=== Work to do ===
Without the pictures, return all of the material exactly as written.

=== Data to use ===
╭──

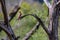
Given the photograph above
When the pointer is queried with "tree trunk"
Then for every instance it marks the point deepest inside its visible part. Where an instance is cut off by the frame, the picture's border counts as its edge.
(54, 15)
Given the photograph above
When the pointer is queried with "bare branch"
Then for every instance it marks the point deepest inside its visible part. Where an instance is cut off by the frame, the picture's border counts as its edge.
(4, 11)
(32, 31)
(40, 21)
(48, 3)
(14, 12)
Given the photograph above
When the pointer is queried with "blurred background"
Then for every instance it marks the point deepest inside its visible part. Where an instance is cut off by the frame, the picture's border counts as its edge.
(21, 27)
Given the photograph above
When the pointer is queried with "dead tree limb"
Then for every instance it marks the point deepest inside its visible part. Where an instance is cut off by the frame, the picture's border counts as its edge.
(31, 32)
(14, 12)
(35, 27)
(47, 3)
(6, 26)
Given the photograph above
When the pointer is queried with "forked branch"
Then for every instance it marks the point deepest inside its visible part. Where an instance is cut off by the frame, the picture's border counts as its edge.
(48, 3)
(39, 20)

╰──

=== The reply ===
Given the photograph above
When the pointer is queried with "tree trunk"
Then for every instance it marks the point deepest inside its visible part. Where an instance is cut off by the frame, the picture's border counts as its edge.
(54, 15)
Given the photograph above
When the pointer is queried with "bare branch"
Then for every instance it marks the point deepest inside its visible part. Where an instance is cut off by the frame, the picture's border counts as its edge.
(4, 11)
(32, 31)
(40, 21)
(48, 3)
(14, 12)
Given the photograph above
When the pointer is queried with "blurred background"
Then for every instance it marks the point deepest inside its visible part. Where an instance is cut off by the frame, the picture's border counts as its edge.
(21, 27)
Given the photograph above
When the pointer is queried with "dead tree limb"
Then for every instance it marks the point deepest inside its visible part. Where an instance is cut off by the frame, the picture's border counts as its edge.
(31, 32)
(14, 12)
(35, 27)
(47, 3)
(6, 26)
Given the photograph above
When the pointer is queried with "forked branch"
Then for every instance it marks the point deepest inside its visible part. Where an instance is cut off by the frame, the picture's border counts as its edge.
(48, 3)
(39, 20)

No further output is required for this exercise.